**EXERCISE DIRECTIONS**
Look for "below" in each line of the entries, and return the matching lines.

**Collected data**
§

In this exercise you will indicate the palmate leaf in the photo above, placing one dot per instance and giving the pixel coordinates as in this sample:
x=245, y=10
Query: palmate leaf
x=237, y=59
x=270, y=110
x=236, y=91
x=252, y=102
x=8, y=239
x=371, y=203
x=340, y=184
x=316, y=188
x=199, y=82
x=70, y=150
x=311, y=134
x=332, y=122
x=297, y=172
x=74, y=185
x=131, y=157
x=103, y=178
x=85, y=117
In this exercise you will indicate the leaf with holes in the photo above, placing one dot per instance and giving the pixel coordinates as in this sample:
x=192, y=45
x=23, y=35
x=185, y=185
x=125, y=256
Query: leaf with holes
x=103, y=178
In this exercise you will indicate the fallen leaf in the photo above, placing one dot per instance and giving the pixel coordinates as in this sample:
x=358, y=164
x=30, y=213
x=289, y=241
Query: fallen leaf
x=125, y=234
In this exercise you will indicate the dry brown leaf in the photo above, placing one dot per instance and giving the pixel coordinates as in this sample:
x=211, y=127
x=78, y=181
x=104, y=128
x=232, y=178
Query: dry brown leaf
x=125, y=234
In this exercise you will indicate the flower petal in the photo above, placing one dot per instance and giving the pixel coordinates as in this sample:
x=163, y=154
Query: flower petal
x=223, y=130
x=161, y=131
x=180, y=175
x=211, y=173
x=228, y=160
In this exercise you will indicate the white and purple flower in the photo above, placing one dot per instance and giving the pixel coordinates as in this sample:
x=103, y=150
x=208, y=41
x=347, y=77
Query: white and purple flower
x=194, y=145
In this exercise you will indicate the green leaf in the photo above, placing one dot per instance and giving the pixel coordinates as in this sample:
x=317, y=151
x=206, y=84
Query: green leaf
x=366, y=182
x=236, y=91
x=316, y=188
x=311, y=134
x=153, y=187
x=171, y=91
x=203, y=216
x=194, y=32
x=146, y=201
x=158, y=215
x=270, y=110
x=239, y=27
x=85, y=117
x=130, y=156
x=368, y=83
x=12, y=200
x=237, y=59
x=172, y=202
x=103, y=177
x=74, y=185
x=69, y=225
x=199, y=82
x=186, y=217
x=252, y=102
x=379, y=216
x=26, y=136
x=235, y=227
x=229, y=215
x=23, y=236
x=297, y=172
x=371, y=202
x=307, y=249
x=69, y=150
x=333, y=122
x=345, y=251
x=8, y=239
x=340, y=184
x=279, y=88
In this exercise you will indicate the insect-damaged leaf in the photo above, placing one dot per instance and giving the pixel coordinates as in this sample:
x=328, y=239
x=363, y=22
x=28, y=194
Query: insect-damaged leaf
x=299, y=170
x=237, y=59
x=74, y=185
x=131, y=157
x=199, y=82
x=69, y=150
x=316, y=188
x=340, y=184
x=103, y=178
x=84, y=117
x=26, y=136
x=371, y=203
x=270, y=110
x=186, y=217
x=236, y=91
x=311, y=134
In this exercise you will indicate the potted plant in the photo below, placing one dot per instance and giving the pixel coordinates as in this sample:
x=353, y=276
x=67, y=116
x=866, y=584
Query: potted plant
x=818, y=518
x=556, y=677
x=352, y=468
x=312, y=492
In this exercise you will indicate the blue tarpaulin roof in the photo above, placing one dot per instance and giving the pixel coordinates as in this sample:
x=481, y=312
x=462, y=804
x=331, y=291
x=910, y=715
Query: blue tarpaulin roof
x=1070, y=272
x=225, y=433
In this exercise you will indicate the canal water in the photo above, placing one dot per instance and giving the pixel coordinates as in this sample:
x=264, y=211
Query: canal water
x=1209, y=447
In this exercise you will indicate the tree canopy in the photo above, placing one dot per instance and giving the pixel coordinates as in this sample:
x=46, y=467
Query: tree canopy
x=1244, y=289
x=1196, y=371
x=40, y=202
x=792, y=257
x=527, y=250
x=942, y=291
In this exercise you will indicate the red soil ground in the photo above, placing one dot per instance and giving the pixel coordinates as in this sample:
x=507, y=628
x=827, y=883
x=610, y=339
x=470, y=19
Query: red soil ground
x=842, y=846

§

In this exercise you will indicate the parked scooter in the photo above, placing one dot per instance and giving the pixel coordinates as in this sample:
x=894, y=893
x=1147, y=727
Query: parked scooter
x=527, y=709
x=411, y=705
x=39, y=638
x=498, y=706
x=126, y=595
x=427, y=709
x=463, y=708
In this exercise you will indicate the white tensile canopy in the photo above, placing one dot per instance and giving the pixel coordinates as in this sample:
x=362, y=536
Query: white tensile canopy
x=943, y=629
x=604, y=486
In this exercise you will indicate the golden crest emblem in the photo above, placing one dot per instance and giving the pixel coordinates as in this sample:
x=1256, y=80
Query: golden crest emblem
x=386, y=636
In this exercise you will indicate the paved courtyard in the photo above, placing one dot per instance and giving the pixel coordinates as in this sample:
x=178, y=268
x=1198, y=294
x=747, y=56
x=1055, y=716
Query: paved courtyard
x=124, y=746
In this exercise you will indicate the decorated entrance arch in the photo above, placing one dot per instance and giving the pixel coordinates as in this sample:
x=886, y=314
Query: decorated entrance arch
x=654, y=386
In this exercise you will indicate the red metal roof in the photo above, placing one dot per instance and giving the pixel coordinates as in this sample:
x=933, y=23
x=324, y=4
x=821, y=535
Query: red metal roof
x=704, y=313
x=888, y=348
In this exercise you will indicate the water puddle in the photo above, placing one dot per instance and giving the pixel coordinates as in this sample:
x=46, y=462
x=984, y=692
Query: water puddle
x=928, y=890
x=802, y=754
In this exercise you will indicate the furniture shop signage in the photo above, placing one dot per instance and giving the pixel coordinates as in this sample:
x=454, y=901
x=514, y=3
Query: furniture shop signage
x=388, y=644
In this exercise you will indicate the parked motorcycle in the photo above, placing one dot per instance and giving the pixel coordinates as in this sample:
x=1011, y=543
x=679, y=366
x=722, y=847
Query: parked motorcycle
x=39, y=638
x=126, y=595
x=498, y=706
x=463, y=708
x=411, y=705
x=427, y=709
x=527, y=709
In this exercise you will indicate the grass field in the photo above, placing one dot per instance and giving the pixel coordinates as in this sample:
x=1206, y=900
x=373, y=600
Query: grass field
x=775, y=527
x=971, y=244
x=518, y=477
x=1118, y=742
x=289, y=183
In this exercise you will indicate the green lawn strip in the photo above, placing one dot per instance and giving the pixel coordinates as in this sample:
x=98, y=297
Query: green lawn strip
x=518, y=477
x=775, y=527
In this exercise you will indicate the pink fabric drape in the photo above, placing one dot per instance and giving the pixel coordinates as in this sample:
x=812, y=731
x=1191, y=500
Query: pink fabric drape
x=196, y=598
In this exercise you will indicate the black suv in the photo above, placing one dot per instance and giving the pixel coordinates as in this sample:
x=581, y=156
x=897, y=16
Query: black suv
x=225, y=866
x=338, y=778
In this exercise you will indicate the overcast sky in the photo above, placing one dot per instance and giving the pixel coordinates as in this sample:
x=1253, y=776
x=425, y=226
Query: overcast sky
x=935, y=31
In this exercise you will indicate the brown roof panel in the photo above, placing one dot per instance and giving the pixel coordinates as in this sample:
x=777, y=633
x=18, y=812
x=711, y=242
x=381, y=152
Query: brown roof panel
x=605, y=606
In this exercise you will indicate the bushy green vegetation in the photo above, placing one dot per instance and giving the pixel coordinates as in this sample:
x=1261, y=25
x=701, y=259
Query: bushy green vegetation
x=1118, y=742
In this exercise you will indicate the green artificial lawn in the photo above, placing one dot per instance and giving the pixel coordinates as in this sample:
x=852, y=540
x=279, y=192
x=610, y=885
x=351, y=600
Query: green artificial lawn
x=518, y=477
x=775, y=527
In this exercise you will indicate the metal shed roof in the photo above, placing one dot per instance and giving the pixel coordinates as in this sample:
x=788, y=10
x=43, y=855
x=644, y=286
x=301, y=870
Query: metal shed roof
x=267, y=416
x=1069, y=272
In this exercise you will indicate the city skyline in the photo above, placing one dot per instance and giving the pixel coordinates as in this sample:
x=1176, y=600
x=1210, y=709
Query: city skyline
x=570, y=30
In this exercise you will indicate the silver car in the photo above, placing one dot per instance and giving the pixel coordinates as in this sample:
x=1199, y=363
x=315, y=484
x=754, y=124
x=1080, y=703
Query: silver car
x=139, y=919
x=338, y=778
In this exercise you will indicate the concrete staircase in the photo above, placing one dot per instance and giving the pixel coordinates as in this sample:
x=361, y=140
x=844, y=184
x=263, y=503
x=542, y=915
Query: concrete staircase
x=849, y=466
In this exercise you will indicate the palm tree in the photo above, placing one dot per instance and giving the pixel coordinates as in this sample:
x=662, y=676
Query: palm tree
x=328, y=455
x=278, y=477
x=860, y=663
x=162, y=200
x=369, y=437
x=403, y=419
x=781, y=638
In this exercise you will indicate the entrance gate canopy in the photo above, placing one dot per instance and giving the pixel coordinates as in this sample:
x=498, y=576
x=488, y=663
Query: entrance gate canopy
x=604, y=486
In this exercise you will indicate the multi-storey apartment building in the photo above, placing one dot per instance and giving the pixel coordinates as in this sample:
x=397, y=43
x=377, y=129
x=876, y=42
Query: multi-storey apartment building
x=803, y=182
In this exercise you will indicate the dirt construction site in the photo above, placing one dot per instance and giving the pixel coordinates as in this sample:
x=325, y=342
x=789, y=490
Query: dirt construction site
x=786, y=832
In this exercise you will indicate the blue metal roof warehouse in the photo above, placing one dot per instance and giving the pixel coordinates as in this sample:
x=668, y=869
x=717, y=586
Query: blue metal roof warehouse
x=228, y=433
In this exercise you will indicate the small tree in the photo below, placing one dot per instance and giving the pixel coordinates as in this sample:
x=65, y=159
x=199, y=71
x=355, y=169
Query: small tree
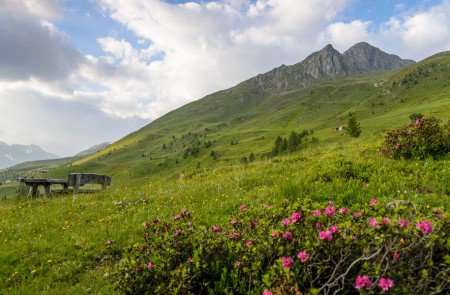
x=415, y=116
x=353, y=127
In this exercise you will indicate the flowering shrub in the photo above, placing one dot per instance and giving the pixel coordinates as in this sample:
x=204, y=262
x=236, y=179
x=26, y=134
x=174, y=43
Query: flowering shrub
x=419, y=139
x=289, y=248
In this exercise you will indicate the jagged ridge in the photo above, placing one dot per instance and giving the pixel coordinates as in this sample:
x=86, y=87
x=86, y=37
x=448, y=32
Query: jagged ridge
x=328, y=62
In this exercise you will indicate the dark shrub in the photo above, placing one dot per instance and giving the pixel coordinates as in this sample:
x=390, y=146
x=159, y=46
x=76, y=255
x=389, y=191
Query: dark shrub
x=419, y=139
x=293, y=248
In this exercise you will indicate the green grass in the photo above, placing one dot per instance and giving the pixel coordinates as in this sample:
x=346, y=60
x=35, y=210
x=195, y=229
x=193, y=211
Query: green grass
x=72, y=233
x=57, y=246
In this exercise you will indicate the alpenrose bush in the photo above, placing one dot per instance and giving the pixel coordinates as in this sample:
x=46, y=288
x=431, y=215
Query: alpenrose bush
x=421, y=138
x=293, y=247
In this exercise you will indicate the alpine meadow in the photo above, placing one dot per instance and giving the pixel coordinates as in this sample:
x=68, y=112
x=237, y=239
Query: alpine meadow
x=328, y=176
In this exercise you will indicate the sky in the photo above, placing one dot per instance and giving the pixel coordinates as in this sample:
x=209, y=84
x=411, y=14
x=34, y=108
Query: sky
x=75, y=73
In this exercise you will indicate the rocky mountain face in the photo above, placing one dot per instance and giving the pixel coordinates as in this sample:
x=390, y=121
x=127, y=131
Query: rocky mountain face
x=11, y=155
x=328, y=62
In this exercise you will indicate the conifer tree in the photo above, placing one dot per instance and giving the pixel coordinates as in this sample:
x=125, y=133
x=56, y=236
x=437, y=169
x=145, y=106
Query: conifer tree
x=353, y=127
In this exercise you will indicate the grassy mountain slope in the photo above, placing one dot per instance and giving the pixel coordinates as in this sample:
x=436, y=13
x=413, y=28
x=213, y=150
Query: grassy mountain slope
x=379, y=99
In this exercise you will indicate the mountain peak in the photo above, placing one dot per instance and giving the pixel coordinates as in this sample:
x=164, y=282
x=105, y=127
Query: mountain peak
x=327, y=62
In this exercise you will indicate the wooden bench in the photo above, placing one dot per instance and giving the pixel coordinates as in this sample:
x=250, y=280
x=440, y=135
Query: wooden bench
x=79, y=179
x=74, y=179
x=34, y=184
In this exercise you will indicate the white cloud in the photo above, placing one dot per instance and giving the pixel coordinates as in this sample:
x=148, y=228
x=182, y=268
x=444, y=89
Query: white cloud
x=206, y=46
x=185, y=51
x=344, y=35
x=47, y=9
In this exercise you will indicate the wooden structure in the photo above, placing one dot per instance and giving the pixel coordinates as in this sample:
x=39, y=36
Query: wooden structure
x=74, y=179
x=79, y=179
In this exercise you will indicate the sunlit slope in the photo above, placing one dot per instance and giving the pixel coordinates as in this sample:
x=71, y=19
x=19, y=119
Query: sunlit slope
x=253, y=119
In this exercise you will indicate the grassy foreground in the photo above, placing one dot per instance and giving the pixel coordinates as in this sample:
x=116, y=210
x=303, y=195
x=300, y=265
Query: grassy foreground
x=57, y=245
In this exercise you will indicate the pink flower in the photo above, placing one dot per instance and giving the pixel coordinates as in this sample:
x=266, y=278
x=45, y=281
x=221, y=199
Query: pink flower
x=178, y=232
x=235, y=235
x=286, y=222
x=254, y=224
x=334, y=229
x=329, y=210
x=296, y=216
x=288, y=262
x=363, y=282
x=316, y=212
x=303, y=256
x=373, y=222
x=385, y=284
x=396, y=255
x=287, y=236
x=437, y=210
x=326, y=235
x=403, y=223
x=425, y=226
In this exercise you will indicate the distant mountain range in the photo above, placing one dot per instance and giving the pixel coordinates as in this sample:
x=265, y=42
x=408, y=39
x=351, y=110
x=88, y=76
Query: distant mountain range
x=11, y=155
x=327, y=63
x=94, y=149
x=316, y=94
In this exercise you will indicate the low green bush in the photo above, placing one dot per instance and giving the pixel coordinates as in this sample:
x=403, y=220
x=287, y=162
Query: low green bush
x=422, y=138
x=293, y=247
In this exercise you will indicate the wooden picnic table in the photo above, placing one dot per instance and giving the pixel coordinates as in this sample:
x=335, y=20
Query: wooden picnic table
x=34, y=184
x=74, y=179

§

**RESPONSE TO THE TASK**
In this exercise you will indicate the potted plant in the photo below, placing one dot per instance and giving the pixel coordinates as in this sample:
In this exercise you will indicate the small tree in the photo below, placing one dot per instance and giving the pixel coordinates as in this sample:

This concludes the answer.